→ Problem statement
The full set of entries should be repeated without a single change.

→ Source information
+ + + + +
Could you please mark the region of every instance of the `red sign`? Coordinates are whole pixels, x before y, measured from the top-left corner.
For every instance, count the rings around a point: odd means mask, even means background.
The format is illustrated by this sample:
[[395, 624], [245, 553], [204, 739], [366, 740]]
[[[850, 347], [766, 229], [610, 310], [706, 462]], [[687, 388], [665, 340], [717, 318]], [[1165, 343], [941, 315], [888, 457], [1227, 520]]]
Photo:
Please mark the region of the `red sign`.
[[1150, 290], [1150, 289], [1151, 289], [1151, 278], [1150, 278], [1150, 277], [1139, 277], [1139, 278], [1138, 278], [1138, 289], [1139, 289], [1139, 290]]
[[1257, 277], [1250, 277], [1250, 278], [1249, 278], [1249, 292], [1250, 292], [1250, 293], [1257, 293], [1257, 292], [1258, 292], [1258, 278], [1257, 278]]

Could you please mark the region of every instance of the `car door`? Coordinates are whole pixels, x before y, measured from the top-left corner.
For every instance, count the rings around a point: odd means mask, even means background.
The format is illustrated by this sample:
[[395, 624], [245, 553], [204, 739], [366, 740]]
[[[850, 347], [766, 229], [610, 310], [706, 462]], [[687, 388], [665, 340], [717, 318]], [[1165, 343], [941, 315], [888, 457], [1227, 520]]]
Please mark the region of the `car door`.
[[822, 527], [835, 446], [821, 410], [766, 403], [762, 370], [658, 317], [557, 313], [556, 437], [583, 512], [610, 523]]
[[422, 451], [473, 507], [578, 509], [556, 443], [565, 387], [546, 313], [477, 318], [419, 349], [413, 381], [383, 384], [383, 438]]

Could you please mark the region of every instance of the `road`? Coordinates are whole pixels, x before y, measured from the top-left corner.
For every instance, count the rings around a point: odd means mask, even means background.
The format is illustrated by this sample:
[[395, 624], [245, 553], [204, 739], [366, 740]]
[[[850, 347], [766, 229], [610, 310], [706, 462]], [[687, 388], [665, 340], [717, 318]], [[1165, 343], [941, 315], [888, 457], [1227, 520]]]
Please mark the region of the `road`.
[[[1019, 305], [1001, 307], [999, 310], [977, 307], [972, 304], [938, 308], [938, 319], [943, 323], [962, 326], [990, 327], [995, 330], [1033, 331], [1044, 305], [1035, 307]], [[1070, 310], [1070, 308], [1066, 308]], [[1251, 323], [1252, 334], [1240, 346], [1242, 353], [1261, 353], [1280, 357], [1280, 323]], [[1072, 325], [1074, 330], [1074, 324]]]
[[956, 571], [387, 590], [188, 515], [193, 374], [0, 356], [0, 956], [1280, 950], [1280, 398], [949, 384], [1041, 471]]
+ + + + +
→ Result of the task
Could you please mark the region of every instance of the `red sign`? Coordinates are whole pixels, x before y, measured from the top-left corner.
For every instance, count the rings around a point: odd means mask, even means background.
The format is illustrated by this sample:
[[395, 624], [245, 553], [204, 739], [366, 740]]
[[[850, 347], [766, 229], [610, 310], [706, 462]], [[687, 388], [665, 340], [717, 318]], [[1165, 343], [941, 315], [888, 457], [1227, 520]]]
Photo:
Please mark the region of the `red sign`.
[[1150, 290], [1150, 289], [1151, 289], [1151, 278], [1150, 278], [1150, 277], [1139, 277], [1139, 278], [1138, 278], [1138, 289], [1139, 289], [1139, 290]]
[[1257, 277], [1250, 277], [1250, 278], [1249, 278], [1249, 292], [1250, 292], [1250, 293], [1257, 293], [1257, 292], [1258, 292], [1258, 278], [1257, 278]]

Could you please mark the region of every instance of the `car door`? Coordinates are whole pixels, x before y, measured from the top-left corner.
For every instance, count the rings around a point: odd means mask, even means background.
The format is illustrated by this sample:
[[395, 624], [245, 553], [204, 739], [366, 740]]
[[[850, 347], [766, 229], [610, 310], [706, 462]], [[687, 388], [665, 340], [717, 318]], [[1165, 343], [941, 315], [888, 457], [1227, 520]]]
Please mark the region of the `car door`.
[[822, 527], [835, 446], [821, 410], [766, 403], [762, 370], [658, 317], [557, 313], [556, 437], [583, 512], [610, 523]]
[[422, 451], [473, 507], [578, 509], [556, 443], [565, 387], [546, 313], [477, 318], [419, 349], [413, 381], [383, 384], [383, 438]]

Could you please mark the region of every instance of the `road`? Coordinates are whole pixels, x before y, measured from the top-left corner.
For every instance, count the rings around a point: odd means mask, even means background.
The format is illustrated by this sample:
[[395, 624], [245, 553], [204, 739], [366, 740]]
[[[850, 347], [766, 229], [610, 310], [706, 462]], [[687, 388], [665, 340], [717, 318]], [[1165, 343], [941, 315], [888, 457], [1227, 520]]]
Please mark the region of the `road`.
[[[1019, 305], [1001, 307], [999, 310], [977, 307], [972, 304], [938, 308], [938, 319], [943, 323], [962, 326], [990, 327], [995, 330], [1033, 331], [1044, 305], [1035, 307]], [[1070, 310], [1070, 308], [1066, 308]], [[1251, 323], [1252, 334], [1240, 346], [1242, 353], [1261, 353], [1280, 357], [1280, 323]], [[1072, 325], [1074, 330], [1074, 324]]]
[[956, 571], [387, 590], [188, 515], [193, 374], [0, 356], [0, 956], [1280, 950], [1280, 398], [949, 384], [1041, 471]]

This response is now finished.